**Task item:**
From first line to last, output the records below exactly.

⟨

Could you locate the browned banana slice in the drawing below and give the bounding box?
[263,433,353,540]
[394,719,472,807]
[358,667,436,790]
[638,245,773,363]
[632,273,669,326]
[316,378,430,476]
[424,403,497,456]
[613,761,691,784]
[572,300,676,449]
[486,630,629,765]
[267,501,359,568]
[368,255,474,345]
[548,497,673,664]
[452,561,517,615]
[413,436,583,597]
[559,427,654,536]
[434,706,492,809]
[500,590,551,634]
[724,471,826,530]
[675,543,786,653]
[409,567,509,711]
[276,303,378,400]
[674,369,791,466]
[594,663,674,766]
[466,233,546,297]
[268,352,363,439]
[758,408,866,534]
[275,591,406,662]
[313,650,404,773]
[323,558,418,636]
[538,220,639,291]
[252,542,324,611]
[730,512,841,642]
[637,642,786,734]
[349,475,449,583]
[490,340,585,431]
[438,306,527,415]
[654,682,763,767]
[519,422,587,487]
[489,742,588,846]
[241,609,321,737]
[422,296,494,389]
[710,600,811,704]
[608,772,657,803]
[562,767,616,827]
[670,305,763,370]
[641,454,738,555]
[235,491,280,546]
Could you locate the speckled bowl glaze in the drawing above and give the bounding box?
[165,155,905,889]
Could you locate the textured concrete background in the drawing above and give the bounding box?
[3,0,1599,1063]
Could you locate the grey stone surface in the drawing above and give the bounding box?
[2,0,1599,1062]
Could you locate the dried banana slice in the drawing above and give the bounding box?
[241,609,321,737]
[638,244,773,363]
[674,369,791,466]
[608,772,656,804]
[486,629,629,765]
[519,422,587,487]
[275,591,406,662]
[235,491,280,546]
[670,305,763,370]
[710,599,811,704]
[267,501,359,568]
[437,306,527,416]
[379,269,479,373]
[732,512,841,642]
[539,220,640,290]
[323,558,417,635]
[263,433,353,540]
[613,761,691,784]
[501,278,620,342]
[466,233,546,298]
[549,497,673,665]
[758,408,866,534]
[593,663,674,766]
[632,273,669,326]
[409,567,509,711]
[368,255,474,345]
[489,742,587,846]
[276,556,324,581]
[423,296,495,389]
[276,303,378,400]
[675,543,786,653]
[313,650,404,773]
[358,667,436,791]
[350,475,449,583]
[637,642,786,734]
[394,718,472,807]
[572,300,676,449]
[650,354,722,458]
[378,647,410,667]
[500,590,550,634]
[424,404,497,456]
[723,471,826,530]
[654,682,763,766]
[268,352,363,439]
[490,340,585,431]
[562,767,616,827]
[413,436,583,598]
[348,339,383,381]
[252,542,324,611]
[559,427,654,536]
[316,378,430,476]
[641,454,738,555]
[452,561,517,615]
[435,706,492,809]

⟩

**Answer space:**
Could you locate the browned banana slice in the drawing below and give the bounding box?
[263,433,353,540]
[394,719,472,807]
[358,667,436,790]
[638,245,773,363]
[632,273,669,326]
[316,378,430,476]
[424,403,497,456]
[613,761,691,784]
[572,300,676,449]
[486,630,629,765]
[267,501,359,568]
[368,255,474,345]
[548,497,673,664]
[452,561,517,615]
[413,436,583,597]
[559,427,654,536]
[434,706,492,809]
[500,590,551,634]
[724,471,826,530]
[675,543,786,653]
[409,567,509,711]
[276,303,378,400]
[674,369,791,466]
[594,663,674,766]
[466,233,546,297]
[268,352,363,439]
[758,408,866,534]
[275,591,406,662]
[313,650,404,773]
[323,558,418,636]
[538,220,639,291]
[252,542,324,611]
[730,512,841,642]
[637,642,786,734]
[349,475,449,583]
[490,340,585,431]
[438,306,527,415]
[654,682,763,767]
[519,422,587,487]
[489,742,588,846]
[241,609,321,737]
[422,296,494,389]
[710,600,811,704]
[608,772,657,803]
[562,767,616,827]
[670,305,763,370]
[641,454,738,555]
[235,491,280,546]
Could you locate the speckled bowl glaze in the drawing above and give the bounding box?
[165,155,905,889]
Could you locate the textured concrete background in the drawing above and give the bounding box?
[3,0,1599,1063]
Could you locate the grey stone surface in the drawing above and give the bounding box?
[2,0,1599,1062]
Could you locate the dried banana slice in the drawing above and give the bounding box?
[241,609,321,737]
[638,244,773,363]
[674,369,791,466]
[608,772,656,804]
[486,629,629,765]
[519,422,587,487]
[275,591,406,662]
[235,491,280,546]
[670,305,763,370]
[710,599,811,704]
[267,501,359,568]
[437,306,527,416]
[379,269,479,373]
[732,512,841,642]
[539,220,640,290]
[323,558,417,635]
[263,433,353,540]
[613,761,691,784]
[501,278,620,342]
[466,233,546,298]
[549,497,673,665]
[758,408,866,534]
[593,663,674,766]
[632,273,669,326]
[409,567,509,711]
[368,255,474,345]
[489,742,587,846]
[276,556,324,581]
[423,296,495,389]
[276,303,378,400]
[675,543,786,653]
[313,650,404,773]
[358,667,436,791]
[350,475,449,583]
[637,642,786,734]
[394,718,472,807]
[572,300,676,449]
[650,354,722,458]
[378,647,410,667]
[500,590,550,634]
[424,404,497,456]
[723,471,826,530]
[654,682,763,766]
[268,352,363,439]
[490,340,585,431]
[562,767,616,827]
[413,436,583,598]
[348,339,383,381]
[252,542,324,611]
[559,427,654,536]
[316,378,430,476]
[641,454,738,555]
[452,561,517,615]
[435,706,492,809]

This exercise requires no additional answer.